### [ABOUT THIS EXERCISE]
Can you pull out each line of the data below that includes the word "riding"?

### [Natural-language object grounding data]

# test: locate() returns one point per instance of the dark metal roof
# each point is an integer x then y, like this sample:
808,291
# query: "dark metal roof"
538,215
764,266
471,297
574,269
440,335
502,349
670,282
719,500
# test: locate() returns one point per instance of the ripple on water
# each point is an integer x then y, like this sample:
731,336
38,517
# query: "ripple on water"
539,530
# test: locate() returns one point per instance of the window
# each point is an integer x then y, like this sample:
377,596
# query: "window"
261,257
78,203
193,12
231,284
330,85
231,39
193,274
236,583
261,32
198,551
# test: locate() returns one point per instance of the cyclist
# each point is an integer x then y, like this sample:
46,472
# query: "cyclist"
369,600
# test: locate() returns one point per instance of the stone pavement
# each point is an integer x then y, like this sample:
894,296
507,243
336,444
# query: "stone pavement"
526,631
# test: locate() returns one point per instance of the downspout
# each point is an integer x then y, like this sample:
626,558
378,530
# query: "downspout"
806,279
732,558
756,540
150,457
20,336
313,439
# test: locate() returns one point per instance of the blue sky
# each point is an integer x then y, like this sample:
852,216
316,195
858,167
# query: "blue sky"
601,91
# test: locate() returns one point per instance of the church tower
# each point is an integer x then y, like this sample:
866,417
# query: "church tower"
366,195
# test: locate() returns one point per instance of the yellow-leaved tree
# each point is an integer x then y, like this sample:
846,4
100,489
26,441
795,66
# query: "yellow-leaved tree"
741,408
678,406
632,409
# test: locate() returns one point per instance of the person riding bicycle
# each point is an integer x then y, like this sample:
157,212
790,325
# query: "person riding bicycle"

==

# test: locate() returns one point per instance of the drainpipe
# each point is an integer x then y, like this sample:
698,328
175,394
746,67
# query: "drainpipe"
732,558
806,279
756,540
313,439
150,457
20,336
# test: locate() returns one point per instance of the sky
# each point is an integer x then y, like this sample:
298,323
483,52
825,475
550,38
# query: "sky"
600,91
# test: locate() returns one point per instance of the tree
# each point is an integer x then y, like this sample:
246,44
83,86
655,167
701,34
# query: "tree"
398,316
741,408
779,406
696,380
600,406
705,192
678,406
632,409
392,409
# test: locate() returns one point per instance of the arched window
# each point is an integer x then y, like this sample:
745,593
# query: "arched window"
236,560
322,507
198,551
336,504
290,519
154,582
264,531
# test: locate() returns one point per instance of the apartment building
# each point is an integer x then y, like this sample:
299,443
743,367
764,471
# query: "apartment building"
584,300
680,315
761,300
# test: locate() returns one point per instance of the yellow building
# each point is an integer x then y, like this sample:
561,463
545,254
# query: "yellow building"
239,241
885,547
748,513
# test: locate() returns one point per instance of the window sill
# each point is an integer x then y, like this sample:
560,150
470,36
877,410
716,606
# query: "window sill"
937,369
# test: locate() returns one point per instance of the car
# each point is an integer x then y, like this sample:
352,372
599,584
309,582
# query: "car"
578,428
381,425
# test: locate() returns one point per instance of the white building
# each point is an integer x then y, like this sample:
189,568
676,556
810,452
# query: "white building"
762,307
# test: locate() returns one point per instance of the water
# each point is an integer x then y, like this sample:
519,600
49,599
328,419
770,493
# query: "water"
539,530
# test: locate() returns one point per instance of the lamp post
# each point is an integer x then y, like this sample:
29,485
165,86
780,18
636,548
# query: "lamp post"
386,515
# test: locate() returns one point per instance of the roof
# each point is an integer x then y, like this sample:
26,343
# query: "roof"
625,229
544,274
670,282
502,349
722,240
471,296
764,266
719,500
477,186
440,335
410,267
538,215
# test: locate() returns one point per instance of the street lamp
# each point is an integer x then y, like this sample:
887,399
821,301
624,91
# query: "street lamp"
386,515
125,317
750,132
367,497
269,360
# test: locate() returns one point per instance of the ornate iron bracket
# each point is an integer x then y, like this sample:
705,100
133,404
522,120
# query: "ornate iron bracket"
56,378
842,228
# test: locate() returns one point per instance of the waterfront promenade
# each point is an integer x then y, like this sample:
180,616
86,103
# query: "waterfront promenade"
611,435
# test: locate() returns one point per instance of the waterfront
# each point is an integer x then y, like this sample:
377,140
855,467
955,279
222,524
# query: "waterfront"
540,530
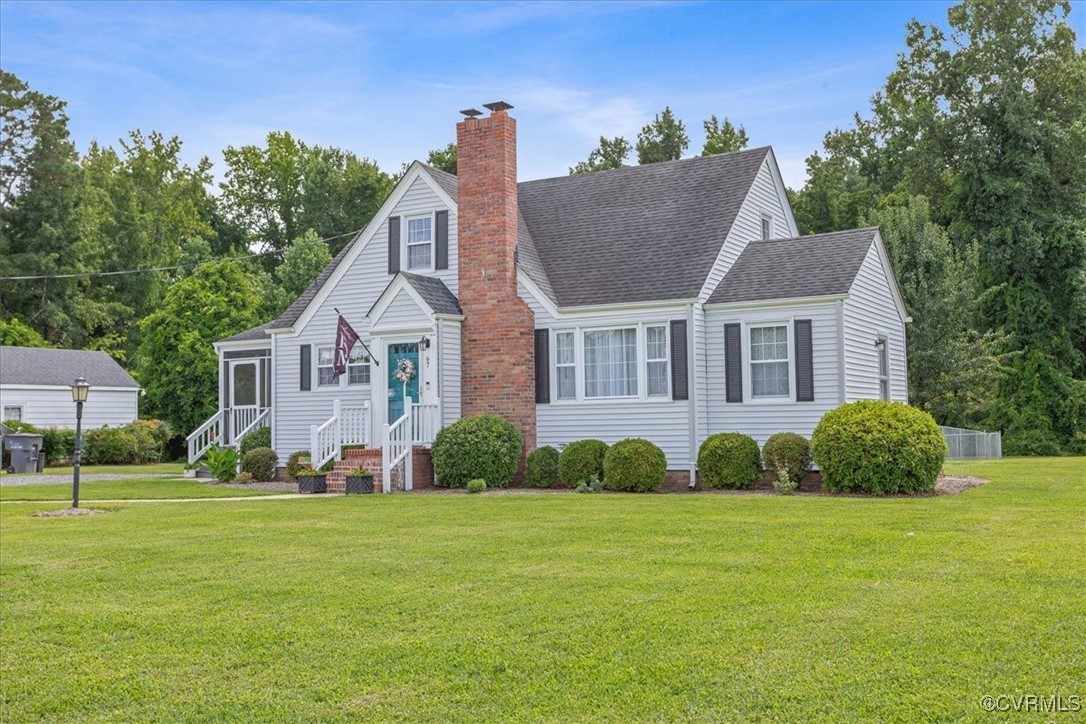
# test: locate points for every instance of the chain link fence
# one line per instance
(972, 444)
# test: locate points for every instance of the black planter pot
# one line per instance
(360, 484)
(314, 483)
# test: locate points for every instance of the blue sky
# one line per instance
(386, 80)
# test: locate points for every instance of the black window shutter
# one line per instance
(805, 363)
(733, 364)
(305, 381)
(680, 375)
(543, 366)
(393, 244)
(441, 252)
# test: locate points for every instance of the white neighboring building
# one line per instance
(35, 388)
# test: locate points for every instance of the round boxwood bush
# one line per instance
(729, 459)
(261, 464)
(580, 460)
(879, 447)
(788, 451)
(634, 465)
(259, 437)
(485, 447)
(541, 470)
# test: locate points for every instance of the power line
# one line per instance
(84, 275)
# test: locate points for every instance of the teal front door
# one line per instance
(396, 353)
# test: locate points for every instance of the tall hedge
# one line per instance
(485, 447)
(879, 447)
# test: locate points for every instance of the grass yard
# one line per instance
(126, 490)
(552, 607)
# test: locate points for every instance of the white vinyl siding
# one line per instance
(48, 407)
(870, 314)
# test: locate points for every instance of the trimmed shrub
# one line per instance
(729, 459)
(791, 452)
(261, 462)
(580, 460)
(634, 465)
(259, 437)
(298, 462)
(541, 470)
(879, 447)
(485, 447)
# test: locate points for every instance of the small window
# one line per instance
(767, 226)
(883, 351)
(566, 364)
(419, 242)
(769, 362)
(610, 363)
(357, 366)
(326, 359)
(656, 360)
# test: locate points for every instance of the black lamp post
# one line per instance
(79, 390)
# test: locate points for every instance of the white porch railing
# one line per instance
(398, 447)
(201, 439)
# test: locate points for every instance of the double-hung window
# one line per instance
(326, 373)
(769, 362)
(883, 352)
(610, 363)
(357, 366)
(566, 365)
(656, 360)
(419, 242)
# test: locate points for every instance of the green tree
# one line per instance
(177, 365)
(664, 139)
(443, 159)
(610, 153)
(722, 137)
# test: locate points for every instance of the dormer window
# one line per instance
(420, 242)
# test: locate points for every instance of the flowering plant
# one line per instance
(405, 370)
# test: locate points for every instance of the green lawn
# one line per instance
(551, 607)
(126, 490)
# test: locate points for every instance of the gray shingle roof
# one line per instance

### [ANSWER FOR THIS EXERCISE]
# test: locate() returns one point per instance of the person riding bicycle
# query: "person riding bicycle"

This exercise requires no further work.